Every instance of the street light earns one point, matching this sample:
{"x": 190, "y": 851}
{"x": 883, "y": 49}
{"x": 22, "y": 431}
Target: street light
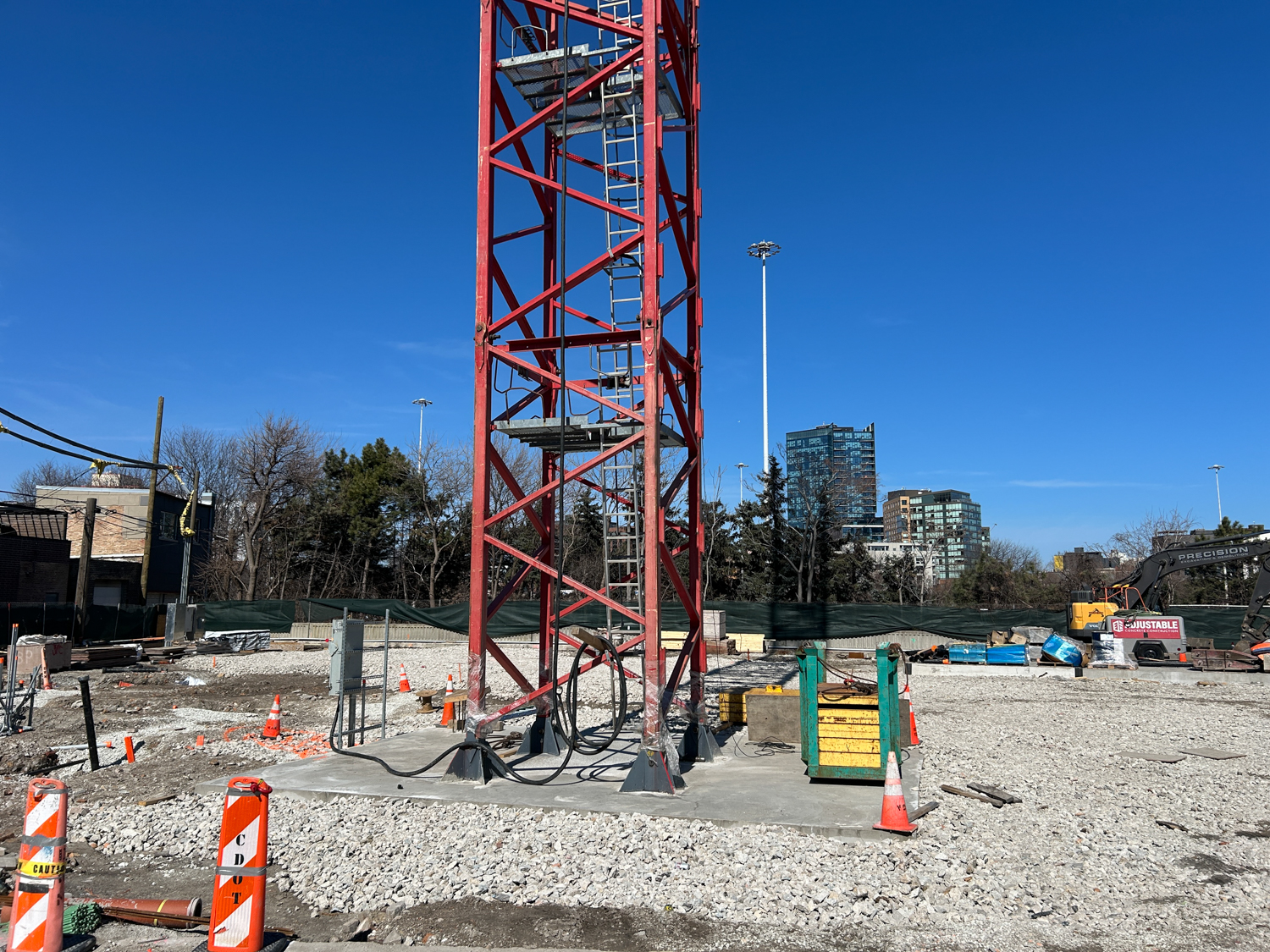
{"x": 762, "y": 250}
{"x": 1217, "y": 475}
{"x": 422, "y": 404}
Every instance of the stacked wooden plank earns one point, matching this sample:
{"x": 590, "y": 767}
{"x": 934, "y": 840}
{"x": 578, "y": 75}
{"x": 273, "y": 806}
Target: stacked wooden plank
{"x": 104, "y": 655}
{"x": 848, "y": 728}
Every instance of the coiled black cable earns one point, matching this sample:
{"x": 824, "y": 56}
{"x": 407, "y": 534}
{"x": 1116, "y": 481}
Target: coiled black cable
{"x": 571, "y": 700}
{"x": 500, "y": 767}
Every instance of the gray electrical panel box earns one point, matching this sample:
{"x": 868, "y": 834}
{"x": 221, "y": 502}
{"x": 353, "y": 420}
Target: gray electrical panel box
{"x": 345, "y": 654}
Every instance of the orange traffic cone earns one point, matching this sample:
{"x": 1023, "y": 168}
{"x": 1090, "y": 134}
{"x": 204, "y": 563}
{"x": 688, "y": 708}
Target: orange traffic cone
{"x": 894, "y": 812}
{"x": 238, "y": 891}
{"x": 447, "y": 713}
{"x": 912, "y": 718}
{"x": 273, "y": 723}
{"x": 38, "y": 900}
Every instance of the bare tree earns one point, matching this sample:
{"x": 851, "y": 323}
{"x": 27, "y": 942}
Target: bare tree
{"x": 436, "y": 505}
{"x": 279, "y": 461}
{"x": 1155, "y": 531}
{"x": 813, "y": 536}
{"x": 213, "y": 456}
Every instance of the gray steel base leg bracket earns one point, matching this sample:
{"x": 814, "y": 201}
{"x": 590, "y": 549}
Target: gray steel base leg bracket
{"x": 650, "y": 773}
{"x": 470, "y": 764}
{"x": 543, "y": 738}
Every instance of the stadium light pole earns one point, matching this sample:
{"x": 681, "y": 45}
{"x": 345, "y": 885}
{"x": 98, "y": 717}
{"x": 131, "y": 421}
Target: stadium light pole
{"x": 422, "y": 404}
{"x": 762, "y": 250}
{"x": 1217, "y": 475}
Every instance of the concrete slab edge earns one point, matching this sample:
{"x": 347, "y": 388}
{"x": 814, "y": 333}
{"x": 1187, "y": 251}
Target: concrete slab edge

★ ★ ★ ★ ★ ★ ★

*Assignment*. Each word of the data should be repeated exactly, and the pictures left out.

*Result for this task*.
Every instance of the street light earns one point, matching this sample:
{"x": 190, "y": 851}
{"x": 883, "y": 49}
{"x": 22, "y": 431}
Target: street light
{"x": 762, "y": 250}
{"x": 1217, "y": 475}
{"x": 422, "y": 404}
Every instance of the stacked wooden plank earns one point, matching this sample:
{"x": 590, "y": 767}
{"x": 934, "y": 840}
{"x": 578, "y": 75}
{"x": 273, "y": 806}
Target: stacked wooden plank
{"x": 104, "y": 655}
{"x": 848, "y": 728}
Every instance of the coiled black cable earns one point, matching this sample:
{"x": 824, "y": 56}
{"x": 407, "y": 534}
{"x": 1116, "y": 481}
Target: coiled black cable
{"x": 571, "y": 700}
{"x": 500, "y": 767}
Every instance of the gray electrical panel box earns one point, matching this sample:
{"x": 868, "y": 834}
{"x": 221, "y": 502}
{"x": 353, "y": 420}
Target: gray electrical panel box
{"x": 345, "y": 654}
Every instance of the orange traffic cone earns one point, matching this sample:
{"x": 1023, "y": 168}
{"x": 1090, "y": 134}
{"x": 204, "y": 563}
{"x": 688, "y": 708}
Target: orange traffic cone
{"x": 894, "y": 812}
{"x": 238, "y": 891}
{"x": 447, "y": 713}
{"x": 912, "y": 718}
{"x": 273, "y": 723}
{"x": 38, "y": 900}
Every instance of the bare tree earns one point, matching this sample:
{"x": 851, "y": 323}
{"x": 27, "y": 942}
Target: bare tree
{"x": 436, "y": 505}
{"x": 279, "y": 461}
{"x": 1155, "y": 531}
{"x": 813, "y": 536}
{"x": 213, "y": 456}
Every instance of the gray steel base leg bracket earns one point, matching this sample:
{"x": 814, "y": 201}
{"x": 590, "y": 549}
Target: gray steel base leg bracket
{"x": 650, "y": 773}
{"x": 470, "y": 764}
{"x": 543, "y": 738}
Every instance of the stadium light pole earns one point, matching this sample:
{"x": 681, "y": 45}
{"x": 345, "y": 885}
{"x": 98, "y": 717}
{"x": 131, "y": 421}
Target: stadium light pole
{"x": 422, "y": 404}
{"x": 762, "y": 250}
{"x": 1217, "y": 475}
Every instance of the concrete slab edge earns one point, matching this sample:
{"x": 347, "y": 388}
{"x": 814, "y": 333}
{"x": 1187, "y": 251}
Target: concrete slab edge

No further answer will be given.